◆ Problem statement: Copy out all of the material exactly.

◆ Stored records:
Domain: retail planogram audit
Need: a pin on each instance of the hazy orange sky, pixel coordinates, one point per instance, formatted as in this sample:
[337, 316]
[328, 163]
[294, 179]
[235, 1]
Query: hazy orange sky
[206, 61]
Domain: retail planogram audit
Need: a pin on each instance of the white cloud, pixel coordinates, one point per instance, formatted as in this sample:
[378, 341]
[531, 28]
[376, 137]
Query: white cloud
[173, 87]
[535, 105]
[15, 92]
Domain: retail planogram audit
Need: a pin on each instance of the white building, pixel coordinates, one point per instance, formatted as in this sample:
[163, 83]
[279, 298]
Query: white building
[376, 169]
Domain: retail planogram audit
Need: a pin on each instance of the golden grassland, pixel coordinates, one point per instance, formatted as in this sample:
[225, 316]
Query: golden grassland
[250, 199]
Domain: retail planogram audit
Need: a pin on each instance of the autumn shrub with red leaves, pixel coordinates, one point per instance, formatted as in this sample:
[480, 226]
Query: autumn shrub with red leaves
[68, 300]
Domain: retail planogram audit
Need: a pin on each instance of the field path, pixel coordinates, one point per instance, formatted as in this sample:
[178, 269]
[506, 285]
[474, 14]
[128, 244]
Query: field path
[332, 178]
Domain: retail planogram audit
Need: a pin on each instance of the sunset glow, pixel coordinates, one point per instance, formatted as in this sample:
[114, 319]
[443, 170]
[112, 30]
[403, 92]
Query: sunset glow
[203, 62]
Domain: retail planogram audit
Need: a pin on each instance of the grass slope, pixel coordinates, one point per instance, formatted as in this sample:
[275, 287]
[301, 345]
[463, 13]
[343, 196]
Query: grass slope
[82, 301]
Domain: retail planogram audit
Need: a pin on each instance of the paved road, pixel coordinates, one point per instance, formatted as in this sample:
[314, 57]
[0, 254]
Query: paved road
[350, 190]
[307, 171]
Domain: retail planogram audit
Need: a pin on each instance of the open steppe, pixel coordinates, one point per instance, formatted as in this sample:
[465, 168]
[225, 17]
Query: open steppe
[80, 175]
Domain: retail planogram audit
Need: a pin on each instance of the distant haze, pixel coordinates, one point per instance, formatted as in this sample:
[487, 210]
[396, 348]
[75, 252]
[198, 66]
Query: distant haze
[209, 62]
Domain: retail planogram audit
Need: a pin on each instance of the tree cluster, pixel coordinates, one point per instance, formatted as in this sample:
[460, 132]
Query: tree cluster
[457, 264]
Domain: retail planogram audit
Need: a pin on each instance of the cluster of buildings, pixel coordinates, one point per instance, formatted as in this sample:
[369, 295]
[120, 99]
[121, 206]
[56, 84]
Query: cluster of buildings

◆ Answer to the exercise:
Domain: retail planogram audit
Need: a pin on each instance of the hazy orange sky, pixel coordinates, one point per instance, formatted as in this sample:
[337, 316]
[328, 163]
[294, 179]
[235, 1]
Query: hazy orange sky
[206, 61]
Domain: retail planogram audit
Need: a pin on each instance of the white cloud, pixel coordinates, one point per instance, formatted as in this sample:
[378, 341]
[531, 28]
[376, 137]
Query: white cloud
[173, 87]
[535, 105]
[15, 92]
Domain: retail planogram audit
Need: a pin on each instance of the white building, pixel coordinates, one point per instance, formatted as in this sample:
[163, 83]
[279, 298]
Query: white building
[376, 169]
Domain: retail planogram audit
Need: a pin on each instance of the golden grassland, pixel coordinates, one point per instance, formatted as in this sample:
[225, 316]
Query: golden grassland
[250, 199]
Domain: retail planogram audit
Need: a pin on each instance of the autumn shrub with red leaves, pixel coordinates, one point per instance, formatted as in this sample:
[480, 226]
Query: autumn shrub with red leaves
[68, 300]
Domain: retail planogram audit
Need: a pin on each instance of the field path, pixel coordinates, one point per instance, formatted as in this sample:
[178, 269]
[506, 285]
[474, 14]
[128, 244]
Query: field path
[332, 178]
Domain: retail planogram audit
Need: a pin on each instance of the sunset glow, pixel coordinates, one point per instance, formatted as in this sample:
[114, 319]
[443, 170]
[112, 30]
[403, 92]
Query: sunset glow
[203, 62]
Domain: retail planogram audit
Need: a pin on each instance of the grass slope, pixel coordinates, one point per instance, formatted as in this sample:
[275, 287]
[301, 345]
[463, 13]
[343, 196]
Query: grass slope
[82, 301]
Domain: retail planogram audit
Need: a pin on each instance of the paved road, pixel coordinates, one point per instance, formatted as in this sample:
[314, 57]
[0, 254]
Query: paved road
[350, 190]
[307, 171]
Domain: retail planogram audit
Need: a pin on each instance of the open steppe, pixel coordinates, one point per instance, formatted as in this sample:
[465, 168]
[225, 17]
Query: open steppe
[80, 175]
Domain: retail planogram audit
Need: a pin on each instance of the distant haze, pixel coordinates, one point per instance, formatted as in this sample:
[487, 210]
[396, 348]
[75, 252]
[198, 66]
Query: distant haze
[209, 62]
Domain: retail planogram audit
Need: a pin on each instance of the tree cluster, pixel coordinates, one point per instance, formatted as in this sample:
[460, 132]
Query: tree cluster
[457, 264]
Domain: retail planogram audit
Need: a pin on each instance of the cluster of buildings, pixel coordinates, one point per instance, formatted as in this sample:
[369, 295]
[120, 99]
[121, 206]
[56, 84]
Query: cluster of buildings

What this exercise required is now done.